**Directions for this task:**
Apart from the images, every record here needs to be copied exactly.

[Stored records]
▬▬▬▬▬▬▬▬▬▬
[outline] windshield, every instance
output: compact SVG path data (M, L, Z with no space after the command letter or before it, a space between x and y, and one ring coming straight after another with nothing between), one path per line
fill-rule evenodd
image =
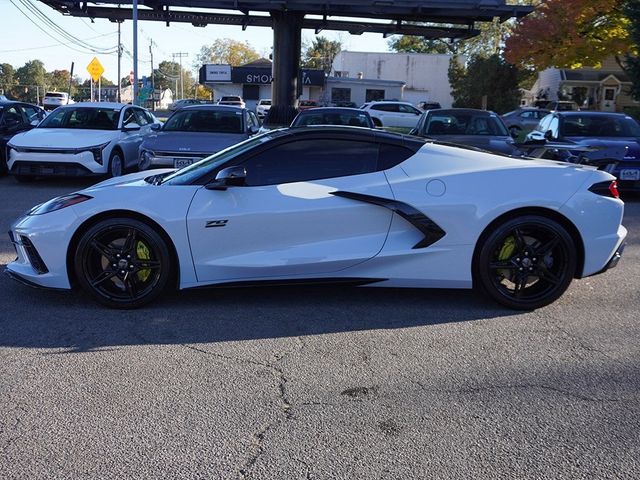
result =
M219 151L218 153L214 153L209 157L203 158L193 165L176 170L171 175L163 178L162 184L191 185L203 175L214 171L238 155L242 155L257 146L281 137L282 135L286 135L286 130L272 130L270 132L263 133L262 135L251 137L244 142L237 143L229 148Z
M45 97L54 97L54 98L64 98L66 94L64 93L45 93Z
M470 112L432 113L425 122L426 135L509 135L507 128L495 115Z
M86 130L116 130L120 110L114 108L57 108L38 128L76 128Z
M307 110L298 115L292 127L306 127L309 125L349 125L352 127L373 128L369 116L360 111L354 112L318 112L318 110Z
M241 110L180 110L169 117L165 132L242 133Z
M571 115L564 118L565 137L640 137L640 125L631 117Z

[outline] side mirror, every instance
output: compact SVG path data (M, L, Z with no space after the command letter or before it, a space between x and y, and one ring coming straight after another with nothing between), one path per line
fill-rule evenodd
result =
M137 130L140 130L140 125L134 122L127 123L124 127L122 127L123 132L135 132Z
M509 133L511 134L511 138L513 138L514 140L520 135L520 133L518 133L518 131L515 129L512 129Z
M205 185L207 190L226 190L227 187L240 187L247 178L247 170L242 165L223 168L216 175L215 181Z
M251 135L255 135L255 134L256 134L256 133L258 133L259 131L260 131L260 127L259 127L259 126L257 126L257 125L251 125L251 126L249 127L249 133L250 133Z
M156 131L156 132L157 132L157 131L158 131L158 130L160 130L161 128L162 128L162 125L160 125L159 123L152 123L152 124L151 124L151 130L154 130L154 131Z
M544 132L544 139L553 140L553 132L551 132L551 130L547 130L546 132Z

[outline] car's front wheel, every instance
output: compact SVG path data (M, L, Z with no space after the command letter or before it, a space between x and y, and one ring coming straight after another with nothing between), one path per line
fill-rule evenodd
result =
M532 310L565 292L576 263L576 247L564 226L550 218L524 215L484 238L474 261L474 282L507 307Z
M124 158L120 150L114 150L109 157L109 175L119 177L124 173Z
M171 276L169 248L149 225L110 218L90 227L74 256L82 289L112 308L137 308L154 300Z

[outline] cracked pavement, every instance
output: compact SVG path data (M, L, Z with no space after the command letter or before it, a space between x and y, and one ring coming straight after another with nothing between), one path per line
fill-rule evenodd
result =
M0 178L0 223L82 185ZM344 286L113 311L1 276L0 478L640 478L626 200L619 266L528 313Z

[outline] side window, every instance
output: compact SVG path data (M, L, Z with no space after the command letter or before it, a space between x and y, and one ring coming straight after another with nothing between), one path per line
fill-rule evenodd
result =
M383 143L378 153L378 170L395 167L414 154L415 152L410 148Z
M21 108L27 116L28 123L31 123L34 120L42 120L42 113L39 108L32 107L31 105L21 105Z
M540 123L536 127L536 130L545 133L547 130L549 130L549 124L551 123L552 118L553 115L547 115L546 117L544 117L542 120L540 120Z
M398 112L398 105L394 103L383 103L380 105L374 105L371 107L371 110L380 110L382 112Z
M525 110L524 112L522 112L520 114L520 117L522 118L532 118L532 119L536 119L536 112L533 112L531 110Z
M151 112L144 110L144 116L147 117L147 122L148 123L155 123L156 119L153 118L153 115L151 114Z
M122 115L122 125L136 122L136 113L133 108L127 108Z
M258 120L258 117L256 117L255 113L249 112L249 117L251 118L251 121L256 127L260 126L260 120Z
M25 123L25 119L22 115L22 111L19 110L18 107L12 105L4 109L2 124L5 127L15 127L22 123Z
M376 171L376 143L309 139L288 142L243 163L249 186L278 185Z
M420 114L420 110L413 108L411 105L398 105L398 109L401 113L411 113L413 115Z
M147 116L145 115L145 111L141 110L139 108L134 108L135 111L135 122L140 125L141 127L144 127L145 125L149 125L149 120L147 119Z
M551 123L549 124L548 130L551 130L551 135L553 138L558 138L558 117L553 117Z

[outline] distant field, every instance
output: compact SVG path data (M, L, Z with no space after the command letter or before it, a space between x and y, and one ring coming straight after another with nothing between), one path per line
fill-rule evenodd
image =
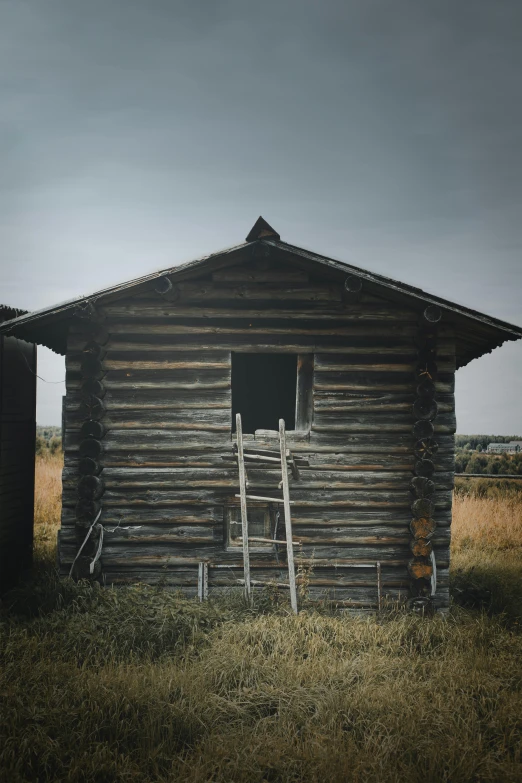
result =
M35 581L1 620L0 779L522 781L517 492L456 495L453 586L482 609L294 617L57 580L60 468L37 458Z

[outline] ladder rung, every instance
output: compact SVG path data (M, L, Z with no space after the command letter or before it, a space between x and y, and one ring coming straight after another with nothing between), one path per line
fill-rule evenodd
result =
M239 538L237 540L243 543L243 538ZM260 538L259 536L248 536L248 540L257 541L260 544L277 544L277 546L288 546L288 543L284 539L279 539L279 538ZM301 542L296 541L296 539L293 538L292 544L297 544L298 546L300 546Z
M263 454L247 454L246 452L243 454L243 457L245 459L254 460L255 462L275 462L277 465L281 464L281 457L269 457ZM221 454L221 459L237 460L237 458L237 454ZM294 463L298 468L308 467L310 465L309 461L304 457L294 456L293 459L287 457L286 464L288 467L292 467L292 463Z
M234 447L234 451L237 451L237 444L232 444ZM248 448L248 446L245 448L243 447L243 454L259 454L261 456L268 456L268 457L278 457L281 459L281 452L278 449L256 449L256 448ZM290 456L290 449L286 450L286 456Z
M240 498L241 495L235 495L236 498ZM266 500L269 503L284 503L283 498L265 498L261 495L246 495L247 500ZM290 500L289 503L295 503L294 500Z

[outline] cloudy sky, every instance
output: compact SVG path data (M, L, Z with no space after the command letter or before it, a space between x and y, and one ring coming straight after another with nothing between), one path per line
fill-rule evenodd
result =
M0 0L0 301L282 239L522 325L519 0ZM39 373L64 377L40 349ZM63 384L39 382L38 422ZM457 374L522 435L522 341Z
▬▬▬▬▬▬▬▬▬▬
**Task response:**
[outline] windshield, every instance
output: compact SVG path data (M, L, Z with no space after the command letter or before it, a space between x and y, and one ring coming straight after another with nothing between), one path per line
fill-rule evenodd
image =
result =
M219 151L218 153L214 153L209 157L203 158L193 165L176 170L171 175L163 178L162 184L191 185L203 175L214 171L238 155L242 155L257 146L281 137L282 135L286 135L286 130L272 130L270 132L263 133L262 135L251 137L244 142L237 143L229 148Z
M45 97L54 97L54 98L64 98L66 94L64 93L45 93Z
M470 112L432 113L425 122L426 135L509 135L507 128L495 115Z
M86 130L116 130L120 110L114 108L57 108L38 128L76 128Z
M307 110L298 115L292 127L306 127L309 125L349 125L352 127L373 128L369 116L360 111L354 112L318 112L318 110Z
M241 110L180 110L169 117L165 132L242 133Z
M571 115L564 118L565 137L640 137L640 125L631 117Z

[outline] side mirror, every instance
output: compact SVG path data (M, L, Z with no space after the command letter or before it, a space between x and y, and one ring coming straight after another with nothing between), one path per line
fill-rule evenodd
result =
M137 130L140 130L140 125L134 122L127 123L124 127L122 127L123 132L135 132Z
M509 133L511 134L511 138L513 138L514 140L520 135L520 133L518 133L518 131L515 129L512 129Z
M205 185L207 190L226 190L227 187L240 187L247 178L247 170L242 165L223 168L216 175L215 181Z
M251 135L255 135L255 134L256 134L256 133L258 133L259 131L260 131L260 127L259 127L259 126L257 126L257 125L251 125L251 126L249 127L249 133L250 133Z
M156 131L156 132L157 132L157 131L158 131L158 130L160 130L161 128L162 128L162 125L160 125L159 123L152 123L152 124L151 124L151 130L154 130L154 131Z
M544 132L544 139L553 140L553 132L551 132L551 130L547 130L546 132Z

[outline] car's front wheel, every instance
output: compact SVG path data (M, L, Z with no space after the command letter or before it, a space between x and y, and one ring coming straight after another with nothing between), one path per line
fill-rule evenodd
result =
M532 310L565 292L576 263L576 247L564 226L550 218L524 215L484 238L474 261L474 282L507 307Z
M124 158L120 150L114 150L109 157L109 175L119 177L124 173Z
M171 276L169 248L149 225L110 218L90 227L74 256L82 289L112 308L137 308L154 300Z

[outline] cracked pavement, every instance
output: compact SVG path data (M, L, Z with no space after the command letter or before it, a space between x and y, and one ring coming straight after another with nothing between), one path per line
fill-rule evenodd
result =
M0 178L0 223L82 185ZM344 286L113 311L1 276L0 478L640 478L626 200L619 266L528 313Z

[outline] side window, every instance
output: compact SVG path data (M, L, Z with no space after the command letter or before it, a space between x and y, and one ring coming straight after another with nothing between), one path per line
fill-rule evenodd
result =
M383 143L378 153L378 170L395 167L414 154L415 152L410 148Z
M21 108L27 116L28 123L31 123L34 120L42 120L42 113L39 108L32 107L31 105L21 105Z
M540 123L536 127L536 130L545 133L547 130L549 130L549 124L551 123L552 118L553 115L547 115L546 117L544 117L542 120L540 120Z
M398 112L398 105L394 103L383 103L380 105L374 105L371 107L371 110L380 110L382 112Z
M525 110L524 112L522 112L520 114L520 117L522 118L532 118L532 119L536 119L536 112L533 112L531 110Z
M151 112L144 110L144 116L147 117L147 122L148 123L155 123L156 119L153 118L153 115L151 114Z
M122 115L122 125L136 122L136 113L133 108L127 108Z
M258 120L258 117L256 117L255 113L249 112L249 117L251 118L251 121L256 127L260 126L260 120Z
M25 123L25 119L22 115L22 111L19 110L18 107L12 105L4 109L2 124L5 127L15 127L22 123Z
M376 171L376 143L309 139L288 142L243 163L249 186L278 185Z
M420 114L420 110L413 108L411 105L398 105L398 109L401 113L411 113L413 115Z
M147 116L145 115L145 111L141 110L139 108L134 108L135 111L135 122L140 125L141 127L144 127L145 125L149 125L149 120L147 119Z
M551 123L549 124L548 130L551 130L551 135L553 138L558 138L558 117L553 117Z

[outline] distant field, every instance
output: compact SVG path data (M, L, Z with no space after the command letter or before it, a space between x and y, and one ring coming straight after another with nothing between), one path per line
fill-rule evenodd
image =
result =
M35 581L1 620L0 779L522 781L517 492L456 495L453 586L482 609L294 617L57 580L60 468L37 458Z

[outline] ladder rung, every instance
output: compact SVG path data (M, L, Z with no space after the command letter or before it, a space between x and y, and one ring coming straight after another with nothing between), one path per line
fill-rule evenodd
result =
M239 538L237 540L243 543L243 538ZM260 538L259 536L248 536L248 540L257 541L260 544L277 544L277 546L288 546L288 543L284 539L279 539L279 538ZM301 542L296 541L296 539L293 538L292 544L297 544L298 546L300 546Z
M263 454L247 454L246 452L243 454L243 457L245 459L254 460L255 462L275 462L277 465L281 464L281 457L269 457ZM221 454L221 459L237 460L237 458L237 454ZM294 463L298 468L308 467L310 465L309 461L304 457L294 456L293 459L287 457L286 464L288 467L292 467L292 463Z
M234 447L234 451L237 451L237 444L232 444ZM248 448L248 446L245 448L243 447L243 454L259 454L261 456L268 456L268 457L278 457L281 459L281 452L278 449L256 449L256 448ZM290 456L290 449L286 450L286 456Z
M240 498L241 495L235 495L236 498ZM266 500L269 503L284 503L283 498L265 498L261 495L246 495L247 500ZM290 500L289 503L295 503L294 500Z

[outline] cloudy sky, every instance
output: compact SVG path data (M, L, Z with no space after the command letter or before it, a space between x and y, and one ring coming straight after another with nothing between), one path per line
fill-rule evenodd
result =
M0 0L0 301L282 239L522 325L519 0ZM39 373L64 377L40 349ZM63 384L39 382L38 422ZM457 374L522 435L522 341Z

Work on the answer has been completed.